**Task:** Could you retype the listing below line for line, leaving out the picture?

**Source data:**
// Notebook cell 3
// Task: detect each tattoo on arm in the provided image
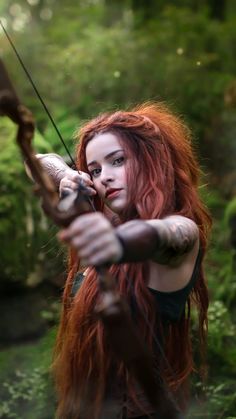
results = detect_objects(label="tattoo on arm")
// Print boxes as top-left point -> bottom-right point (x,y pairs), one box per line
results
150,216 -> 199,264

**Written response:**
// Notebook cell 3
// Task: detect each tattoo on arm in the provided image
results = detect_objects(label="tattoo on arm")
// Print boxes as top-left point -> bottom-right point (x,y pairs), one box per line
results
150,216 -> 199,264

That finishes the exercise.